* Start The input *
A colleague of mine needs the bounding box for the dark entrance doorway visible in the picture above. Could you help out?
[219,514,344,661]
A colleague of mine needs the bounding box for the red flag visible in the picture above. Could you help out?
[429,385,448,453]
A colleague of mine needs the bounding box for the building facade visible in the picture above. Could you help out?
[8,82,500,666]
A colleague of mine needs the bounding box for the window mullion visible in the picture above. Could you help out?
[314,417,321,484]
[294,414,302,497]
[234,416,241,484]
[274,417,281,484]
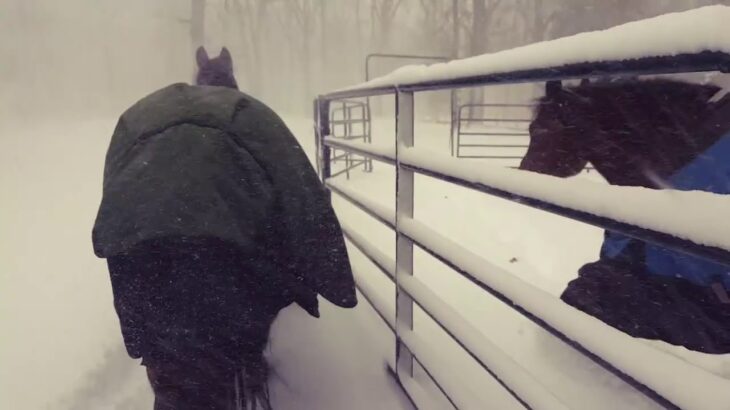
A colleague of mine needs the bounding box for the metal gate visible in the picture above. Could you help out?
[315,40,730,409]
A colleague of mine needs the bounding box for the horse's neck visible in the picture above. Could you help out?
[583,113,730,188]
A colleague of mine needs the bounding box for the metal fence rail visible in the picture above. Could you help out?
[315,52,730,409]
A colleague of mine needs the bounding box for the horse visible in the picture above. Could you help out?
[92,47,357,410]
[520,78,730,353]
[195,46,238,90]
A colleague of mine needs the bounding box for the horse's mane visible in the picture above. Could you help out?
[536,79,720,130]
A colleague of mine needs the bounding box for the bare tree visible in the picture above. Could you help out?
[224,0,270,95]
[370,0,403,51]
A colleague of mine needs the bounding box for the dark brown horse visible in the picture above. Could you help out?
[520,79,730,353]
[195,47,238,90]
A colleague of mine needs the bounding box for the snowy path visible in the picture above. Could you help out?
[0,116,410,410]
[5,113,730,410]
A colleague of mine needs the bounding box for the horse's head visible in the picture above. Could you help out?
[195,47,238,89]
[520,81,587,177]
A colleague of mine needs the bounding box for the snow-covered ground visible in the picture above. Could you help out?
[316,116,730,409]
[0,112,730,410]
[0,119,410,410]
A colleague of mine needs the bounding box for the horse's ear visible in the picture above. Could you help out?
[218,47,233,67]
[195,46,209,67]
[545,80,563,97]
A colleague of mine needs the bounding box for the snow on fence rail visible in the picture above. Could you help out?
[315,6,730,409]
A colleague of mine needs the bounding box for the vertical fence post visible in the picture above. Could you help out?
[395,92,414,377]
[314,97,332,182]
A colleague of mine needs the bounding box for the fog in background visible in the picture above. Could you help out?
[0,0,727,122]
[0,0,730,410]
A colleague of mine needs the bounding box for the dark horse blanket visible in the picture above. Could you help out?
[93,84,357,316]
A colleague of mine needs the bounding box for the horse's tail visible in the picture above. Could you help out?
[234,350,272,410]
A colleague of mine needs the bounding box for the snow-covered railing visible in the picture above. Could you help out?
[315,6,730,409]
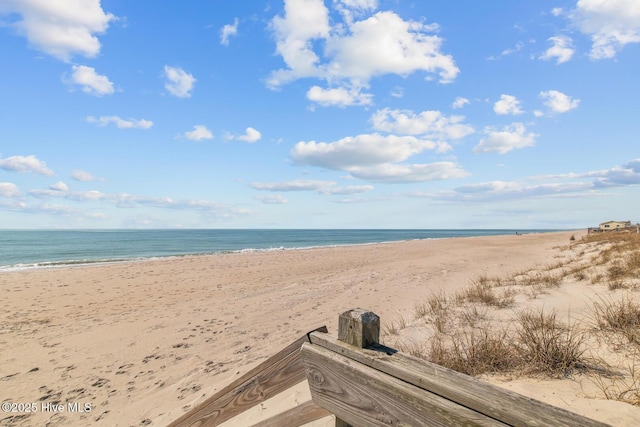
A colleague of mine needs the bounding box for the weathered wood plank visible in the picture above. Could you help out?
[310,332,606,427]
[169,326,327,427]
[338,308,380,348]
[301,343,506,427]
[252,400,331,427]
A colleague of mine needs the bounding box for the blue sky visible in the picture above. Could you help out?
[0,0,640,229]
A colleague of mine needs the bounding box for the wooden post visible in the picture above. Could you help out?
[335,308,380,427]
[338,308,380,348]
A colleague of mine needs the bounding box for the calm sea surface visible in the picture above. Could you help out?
[0,229,556,271]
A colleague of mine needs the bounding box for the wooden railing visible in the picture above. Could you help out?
[171,309,606,427]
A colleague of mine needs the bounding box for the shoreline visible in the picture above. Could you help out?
[0,231,636,426]
[0,229,568,274]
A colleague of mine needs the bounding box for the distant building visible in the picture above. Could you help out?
[600,221,631,231]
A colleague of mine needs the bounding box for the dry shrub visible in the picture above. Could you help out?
[593,296,640,345]
[593,361,640,406]
[428,328,520,375]
[517,311,586,376]
[463,279,516,308]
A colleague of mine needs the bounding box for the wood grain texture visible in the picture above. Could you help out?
[169,326,327,427]
[310,332,606,427]
[251,401,331,427]
[338,308,380,348]
[301,344,506,427]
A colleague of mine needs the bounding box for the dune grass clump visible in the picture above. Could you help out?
[594,361,640,406]
[426,328,520,375]
[516,311,587,376]
[593,296,640,345]
[462,276,516,308]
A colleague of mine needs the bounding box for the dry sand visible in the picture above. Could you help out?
[0,232,640,426]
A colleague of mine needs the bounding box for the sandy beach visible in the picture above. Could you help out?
[0,231,640,426]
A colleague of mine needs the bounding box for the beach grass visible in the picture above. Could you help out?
[382,232,640,405]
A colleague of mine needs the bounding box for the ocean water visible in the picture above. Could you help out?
[0,229,556,271]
* End The input *
Directions: Convert the items from the line containing "the wooden railing" through the end of the items into a numbered list, omitting blank lines.

The answer:
1. A colleague of mine needs the bounding box for the wooden railing visible in the picture above. Could you help out?
2. [171,309,606,427]
3. A colleague of mine needs the bounding box for the shoreline visible in the picture above. Could you help out?
4. [0,231,636,426]
5. [0,229,568,274]
6. A colleague of mine needs the bounding box for the distant building visible in the picture above. Could you help out?
7. [600,221,631,231]
8. A colleague of mine needs the bounding box for the dry shrub visible in the picture above. Could you help out?
9. [593,296,640,345]
10. [593,361,640,406]
11. [428,328,520,375]
12. [517,311,586,376]
13. [463,279,516,308]
14. A colleague of mine needs the bounding box for the wood grain texture visible in the picture above. Could you help out?
15. [169,326,327,427]
16. [310,332,606,427]
17. [251,401,331,427]
18. [338,308,380,348]
19. [301,344,506,427]
20. A colleague of mine needs the bounding box for the dune grass clump visible in the picture above. Could you help out?
21. [594,361,640,406]
22. [426,328,520,375]
23. [516,311,587,376]
24. [593,296,640,345]
25. [462,276,516,308]
26. A colleague of mine needs the bounding box for the dry sand visible in the picture above. Could you help out?
27. [0,232,640,426]
28. A colleague of mine needs the bounding box for the sandy beach visible in the picture above. Could you help out?
29. [0,231,640,426]
30. A colleague of mine needs the bounding box for the beach grass visible in the picture above. Could you help out?
31. [382,232,640,405]
32. A colleague of mine needs the bounding box for the ocean water visible in the picture above. Could you help out?
33. [0,229,556,271]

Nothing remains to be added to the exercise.